## Assignment:
For the word "unripe", copy every line of the material that includes it.

## Records provided:
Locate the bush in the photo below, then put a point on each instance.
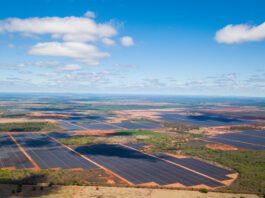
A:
(204, 190)
(19, 188)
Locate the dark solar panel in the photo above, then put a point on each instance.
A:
(137, 145)
(199, 166)
(140, 168)
(48, 153)
(61, 135)
(254, 133)
(10, 154)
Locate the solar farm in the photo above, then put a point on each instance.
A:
(254, 140)
(158, 148)
(42, 151)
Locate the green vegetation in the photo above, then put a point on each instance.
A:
(86, 122)
(242, 128)
(204, 190)
(21, 177)
(179, 126)
(28, 126)
(141, 120)
(77, 141)
(249, 165)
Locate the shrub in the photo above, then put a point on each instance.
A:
(204, 190)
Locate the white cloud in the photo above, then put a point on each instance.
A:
(127, 41)
(125, 66)
(46, 63)
(240, 33)
(71, 67)
(108, 41)
(68, 28)
(10, 45)
(90, 14)
(82, 52)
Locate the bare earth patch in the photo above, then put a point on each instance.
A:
(109, 192)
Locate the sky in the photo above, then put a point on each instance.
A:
(186, 47)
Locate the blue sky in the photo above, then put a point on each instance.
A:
(137, 47)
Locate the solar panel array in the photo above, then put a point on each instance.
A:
(48, 153)
(202, 120)
(137, 145)
(59, 135)
(75, 125)
(10, 154)
(140, 168)
(199, 166)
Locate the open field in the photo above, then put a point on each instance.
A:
(133, 145)
(28, 126)
(108, 192)
(249, 165)
(248, 139)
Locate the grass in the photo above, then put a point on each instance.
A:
(179, 126)
(242, 128)
(77, 141)
(141, 120)
(28, 126)
(249, 165)
(137, 132)
(54, 177)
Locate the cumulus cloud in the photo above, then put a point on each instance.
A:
(90, 14)
(127, 41)
(125, 66)
(82, 52)
(10, 45)
(108, 41)
(71, 67)
(240, 33)
(68, 28)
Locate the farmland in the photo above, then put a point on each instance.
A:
(157, 145)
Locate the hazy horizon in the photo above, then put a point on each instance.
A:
(194, 48)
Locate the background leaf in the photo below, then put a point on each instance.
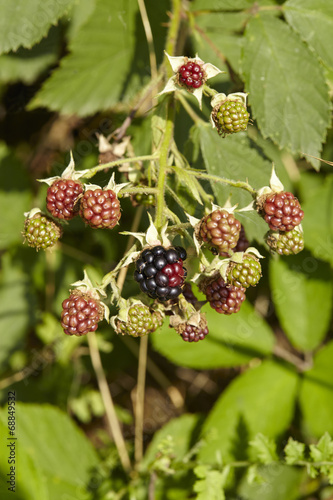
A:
(290, 108)
(260, 400)
(313, 20)
(25, 23)
(302, 292)
(232, 340)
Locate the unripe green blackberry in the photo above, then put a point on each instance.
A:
(139, 321)
(40, 231)
(246, 273)
(81, 313)
(220, 229)
(289, 243)
(230, 117)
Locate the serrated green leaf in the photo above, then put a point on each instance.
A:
(233, 158)
(318, 222)
(27, 64)
(290, 108)
(260, 400)
(232, 340)
(302, 292)
(51, 443)
(25, 23)
(108, 60)
(210, 485)
(263, 449)
(313, 20)
(294, 451)
(317, 392)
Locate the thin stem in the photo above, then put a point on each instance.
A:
(163, 164)
(188, 108)
(149, 36)
(215, 178)
(140, 396)
(93, 171)
(108, 402)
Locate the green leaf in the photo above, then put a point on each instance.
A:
(48, 447)
(108, 60)
(318, 222)
(316, 392)
(232, 340)
(263, 449)
(302, 293)
(279, 482)
(260, 400)
(294, 451)
(313, 20)
(17, 308)
(25, 23)
(27, 64)
(210, 484)
(290, 108)
(233, 158)
(179, 433)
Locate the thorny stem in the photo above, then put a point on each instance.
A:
(108, 402)
(215, 178)
(140, 396)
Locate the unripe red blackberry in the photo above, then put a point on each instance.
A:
(139, 321)
(100, 208)
(289, 243)
(246, 273)
(224, 298)
(191, 75)
(160, 272)
(62, 198)
(41, 232)
(220, 229)
(191, 333)
(281, 211)
(230, 117)
(81, 313)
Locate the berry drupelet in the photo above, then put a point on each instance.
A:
(221, 230)
(100, 208)
(281, 211)
(62, 197)
(191, 75)
(224, 298)
(81, 313)
(160, 272)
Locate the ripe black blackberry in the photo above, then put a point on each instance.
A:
(160, 272)
(282, 211)
(224, 298)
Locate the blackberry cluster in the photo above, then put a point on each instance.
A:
(230, 117)
(191, 333)
(246, 273)
(282, 211)
(100, 208)
(62, 197)
(191, 75)
(81, 314)
(224, 298)
(160, 272)
(221, 230)
(41, 232)
(289, 243)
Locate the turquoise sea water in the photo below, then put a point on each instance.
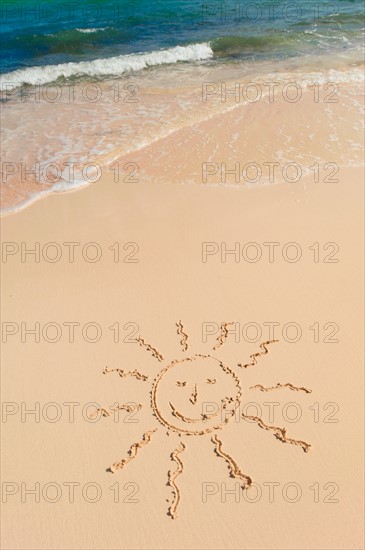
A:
(101, 35)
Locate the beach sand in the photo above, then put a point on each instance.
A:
(299, 499)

## Result for this task:
Locate the unripe green blackberry in the photo above, then put a point on each instance.
Locate the unripe red blackberry in the photo above, then put a point on each instance.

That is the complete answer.